[START RECORD LIST]

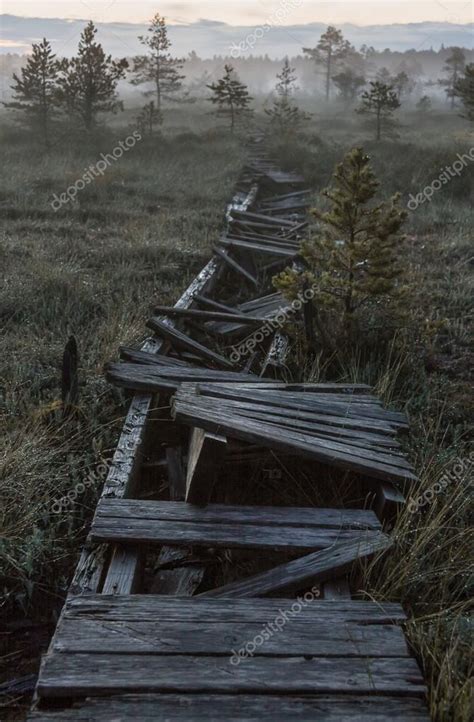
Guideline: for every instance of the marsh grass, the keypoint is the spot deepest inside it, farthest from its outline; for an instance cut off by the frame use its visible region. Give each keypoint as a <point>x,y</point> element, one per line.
<point>135,239</point>
<point>95,269</point>
<point>425,368</point>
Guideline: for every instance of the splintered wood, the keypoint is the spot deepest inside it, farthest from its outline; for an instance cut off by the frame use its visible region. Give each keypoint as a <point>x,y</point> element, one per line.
<point>259,644</point>
<point>348,430</point>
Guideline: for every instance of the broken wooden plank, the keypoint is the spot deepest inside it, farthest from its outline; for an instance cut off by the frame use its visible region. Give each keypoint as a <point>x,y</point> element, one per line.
<point>276,516</point>
<point>372,463</point>
<point>205,460</point>
<point>128,522</point>
<point>71,675</point>
<point>234,610</point>
<point>181,340</point>
<point>337,589</point>
<point>227,258</point>
<point>208,315</point>
<point>235,708</point>
<point>260,248</point>
<point>302,572</point>
<point>156,377</point>
<point>388,502</point>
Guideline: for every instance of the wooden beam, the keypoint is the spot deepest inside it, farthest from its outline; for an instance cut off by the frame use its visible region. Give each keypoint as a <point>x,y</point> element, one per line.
<point>300,573</point>
<point>208,315</point>
<point>205,460</point>
<point>178,339</point>
<point>388,502</point>
<point>227,258</point>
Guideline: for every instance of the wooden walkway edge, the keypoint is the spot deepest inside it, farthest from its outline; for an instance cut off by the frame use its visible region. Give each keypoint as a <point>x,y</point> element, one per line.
<point>147,632</point>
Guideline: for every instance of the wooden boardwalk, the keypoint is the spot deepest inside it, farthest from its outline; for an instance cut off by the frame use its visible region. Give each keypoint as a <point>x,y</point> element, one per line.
<point>152,628</point>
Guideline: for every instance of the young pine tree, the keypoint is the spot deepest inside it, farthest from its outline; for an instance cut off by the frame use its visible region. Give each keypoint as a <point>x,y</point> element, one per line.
<point>89,81</point>
<point>380,101</point>
<point>148,118</point>
<point>231,97</point>
<point>349,84</point>
<point>464,89</point>
<point>158,66</point>
<point>284,115</point>
<point>403,84</point>
<point>454,68</point>
<point>331,49</point>
<point>424,105</point>
<point>354,264</point>
<point>36,89</point>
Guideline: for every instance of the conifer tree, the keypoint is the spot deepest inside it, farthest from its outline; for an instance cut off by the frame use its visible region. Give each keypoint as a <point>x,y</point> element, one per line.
<point>348,83</point>
<point>354,262</point>
<point>379,101</point>
<point>158,66</point>
<point>284,114</point>
<point>464,89</point>
<point>424,105</point>
<point>331,49</point>
<point>231,97</point>
<point>35,91</point>
<point>89,81</point>
<point>403,84</point>
<point>148,118</point>
<point>454,67</point>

[END RECORD LIST]

# TASK DETAILS
Reproduce all of the lines above verbatim, omitting the pictures from your reproduction.

# ANSWER TO THIS TASK
Guideline: for every instance of the marsh grass, the keypoint is the spot deepest inside it, farthest from its outline; for an instance cut off by the frame use its visible region. Give each keypoint as a <point>x,y</point> element, one per line.
<point>135,239</point>
<point>95,269</point>
<point>425,368</point>
Guideline: for every instance of the splintered wood, the keypoint is the spot deepest inside it, farthest from its outline; for an instance cut off by the frame use its visible region. Give each keypoint as a <point>x,y</point> element, one per line.
<point>259,644</point>
<point>348,430</point>
Guideline: for every instance of the broken wooden plank, the keypoint is the spot deepest inside it, farthest from its outline; for an instance cut off by the frame use its visible region. Give each keypoint as a <point>x,y</point> element, one per line.
<point>276,516</point>
<point>372,463</point>
<point>205,460</point>
<point>128,522</point>
<point>71,675</point>
<point>234,610</point>
<point>181,340</point>
<point>337,589</point>
<point>227,258</point>
<point>208,315</point>
<point>235,708</point>
<point>260,248</point>
<point>302,572</point>
<point>156,377</point>
<point>388,502</point>
Guideline: for every instance of the wooden beam, the keypoint is the spot deepest inside it, farthest from its outline; for an instance cut off by the frame use its visible region. Give each keypoint as a <point>x,y</point> element, one per line.
<point>300,573</point>
<point>208,315</point>
<point>205,460</point>
<point>178,339</point>
<point>388,502</point>
<point>227,258</point>
Guideline: for every instance of the wooden walkway edge, the keypoint is the spot deepest inside it, farthest from its outline; for an instance cut off by the frame use its visible region. Give each keypoint as a <point>x,y</point> element, one per line.
<point>147,632</point>
Guideline: for every instance of the wooden boardwalk, the keypoint is the spot deepest inside it, farthest from its outline; for an instance cut off by the frame use its visible region. Give each keypoint as a <point>x,y</point> element, one per line.
<point>152,628</point>
Guideline: for every instance of the young pine tree, the keypoint is the spot deepest inside it, farthest from its outline; for an instance cut off by the frame use its visible region. Give each keypoint as a <point>x,y</point> element, one per line.
<point>89,81</point>
<point>380,101</point>
<point>148,118</point>
<point>231,97</point>
<point>349,84</point>
<point>464,89</point>
<point>158,66</point>
<point>284,115</point>
<point>403,84</point>
<point>454,68</point>
<point>331,49</point>
<point>424,105</point>
<point>354,264</point>
<point>36,89</point>
Guideline: for every instance of the conifer tree, the keypoint is the spot deepest inside it, farthest from its outline; for an instance cut off by the frame use its visible region. Give each keypoint as a <point>x,y</point> element, one per line.
<point>348,83</point>
<point>354,262</point>
<point>379,101</point>
<point>158,66</point>
<point>284,114</point>
<point>464,89</point>
<point>424,105</point>
<point>331,49</point>
<point>231,97</point>
<point>35,91</point>
<point>89,81</point>
<point>403,84</point>
<point>148,118</point>
<point>454,67</point>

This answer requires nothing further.